# Instructions to follow
Put each line of the rows below into a Markdown table with two columns, Line No. and Text. Number the lines in order and leave out any blank lines.

Labeling and segmentation records
⁂
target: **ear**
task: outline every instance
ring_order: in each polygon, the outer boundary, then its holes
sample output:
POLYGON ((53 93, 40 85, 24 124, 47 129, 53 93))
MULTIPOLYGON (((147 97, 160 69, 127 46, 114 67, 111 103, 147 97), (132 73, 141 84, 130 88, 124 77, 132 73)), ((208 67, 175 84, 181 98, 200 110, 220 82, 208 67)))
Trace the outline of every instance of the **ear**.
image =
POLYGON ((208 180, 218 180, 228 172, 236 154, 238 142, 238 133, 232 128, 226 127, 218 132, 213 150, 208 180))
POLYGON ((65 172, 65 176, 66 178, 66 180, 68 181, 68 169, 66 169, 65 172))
⁂
# Solution to this task
| Line No. | Text |
|---|---|
| 1 | target: **ear** |
| 2 | task: outline every instance |
| 3 | ring_order: in each polygon, the outer boundary, then its holes |
| 4 | sample output: |
| 5 | POLYGON ((53 93, 40 85, 24 124, 47 129, 53 93)) |
| 6 | MULTIPOLYGON (((147 97, 160 69, 127 46, 114 67, 111 103, 147 97), (132 73, 141 84, 130 88, 124 77, 132 73)), ((208 67, 175 84, 181 98, 200 110, 220 82, 208 67))) |
| 7 | Trace the outline of every instance of the **ear**. |
| 8 | image = |
| 9 | POLYGON ((208 180, 218 180, 228 172, 236 154, 238 142, 238 133, 232 128, 226 127, 218 132, 213 150, 208 180)) |
| 10 | POLYGON ((65 172, 65 176, 66 178, 66 180, 68 181, 68 169, 66 169, 65 172)) |